Problem statement -
The material below must be restated exactly, line by line.

Extracted information -
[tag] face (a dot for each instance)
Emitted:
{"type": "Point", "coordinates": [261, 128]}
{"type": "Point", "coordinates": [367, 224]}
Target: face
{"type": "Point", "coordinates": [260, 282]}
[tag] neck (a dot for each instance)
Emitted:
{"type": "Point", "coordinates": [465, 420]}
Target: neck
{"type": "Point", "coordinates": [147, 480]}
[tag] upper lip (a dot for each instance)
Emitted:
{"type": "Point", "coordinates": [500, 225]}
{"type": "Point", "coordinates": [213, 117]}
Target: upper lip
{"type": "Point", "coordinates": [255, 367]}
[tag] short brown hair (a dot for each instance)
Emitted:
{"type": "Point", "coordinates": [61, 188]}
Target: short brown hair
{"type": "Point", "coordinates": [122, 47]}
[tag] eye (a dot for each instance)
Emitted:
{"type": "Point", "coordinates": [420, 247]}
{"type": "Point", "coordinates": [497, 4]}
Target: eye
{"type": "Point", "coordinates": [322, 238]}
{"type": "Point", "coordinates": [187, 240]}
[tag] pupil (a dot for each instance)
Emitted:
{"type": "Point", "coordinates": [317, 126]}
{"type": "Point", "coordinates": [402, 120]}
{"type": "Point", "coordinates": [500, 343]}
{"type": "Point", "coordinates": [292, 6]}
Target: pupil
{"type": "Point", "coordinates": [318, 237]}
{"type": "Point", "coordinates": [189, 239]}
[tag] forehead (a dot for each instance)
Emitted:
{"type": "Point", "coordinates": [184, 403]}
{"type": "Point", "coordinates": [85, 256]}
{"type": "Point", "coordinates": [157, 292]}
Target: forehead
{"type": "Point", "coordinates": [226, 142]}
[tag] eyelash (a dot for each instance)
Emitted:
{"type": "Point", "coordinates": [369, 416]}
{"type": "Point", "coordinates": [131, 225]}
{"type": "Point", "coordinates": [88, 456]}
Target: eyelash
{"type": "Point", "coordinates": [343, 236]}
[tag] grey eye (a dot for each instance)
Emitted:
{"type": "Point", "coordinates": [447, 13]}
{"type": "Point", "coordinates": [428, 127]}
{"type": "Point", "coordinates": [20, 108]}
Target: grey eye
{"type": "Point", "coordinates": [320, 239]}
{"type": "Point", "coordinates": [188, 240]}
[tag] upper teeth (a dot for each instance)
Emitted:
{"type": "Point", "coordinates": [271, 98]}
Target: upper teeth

Answer to this exercise -
[tag] face (a dot for each instance)
Emitted:
{"type": "Point", "coordinates": [261, 128]}
{"type": "Point", "coordinates": [367, 224]}
Target: face
{"type": "Point", "coordinates": [260, 282]}
[tag] neck (a dot for each instance)
Emitted:
{"type": "Point", "coordinates": [465, 420]}
Target: neck
{"type": "Point", "coordinates": [147, 480]}
[tag] upper lip (a dot for each instance)
Emitted:
{"type": "Point", "coordinates": [500, 225]}
{"type": "Point", "coordinates": [213, 117]}
Target: upper lip
{"type": "Point", "coordinates": [255, 367]}
[tag] short brown hair (a dot for each instance)
Emitted:
{"type": "Point", "coordinates": [61, 188]}
Target: short brown hair
{"type": "Point", "coordinates": [122, 47]}
[tag] eye (a dot for each instance)
Emitted:
{"type": "Point", "coordinates": [420, 247]}
{"type": "Point", "coordinates": [497, 4]}
Target: eye
{"type": "Point", "coordinates": [322, 238]}
{"type": "Point", "coordinates": [187, 240]}
[tag] pupil (a dot for each instance)
Emitted:
{"type": "Point", "coordinates": [317, 126]}
{"type": "Point", "coordinates": [402, 120]}
{"type": "Point", "coordinates": [500, 343]}
{"type": "Point", "coordinates": [292, 6]}
Target: pupil
{"type": "Point", "coordinates": [318, 237]}
{"type": "Point", "coordinates": [189, 239]}
[tag] forehead (a dot for each instance)
Emitted:
{"type": "Point", "coordinates": [184, 403]}
{"type": "Point", "coordinates": [85, 256]}
{"type": "Point", "coordinates": [157, 292]}
Target: forehead
{"type": "Point", "coordinates": [226, 142]}
[tag] eyelash (a dot for each instance)
Emitted:
{"type": "Point", "coordinates": [369, 416]}
{"type": "Point", "coordinates": [131, 225]}
{"type": "Point", "coordinates": [88, 456]}
Target: eyelash
{"type": "Point", "coordinates": [343, 236]}
[tag] grey eye (a dot for each instance)
Emitted:
{"type": "Point", "coordinates": [447, 13]}
{"type": "Point", "coordinates": [428, 127]}
{"type": "Point", "coordinates": [20, 108]}
Target: grey eye
{"type": "Point", "coordinates": [320, 239]}
{"type": "Point", "coordinates": [188, 240]}
[tag] upper teeth (a dot for each instance)
Emitted:
{"type": "Point", "coordinates": [271, 98]}
Target: upper teeth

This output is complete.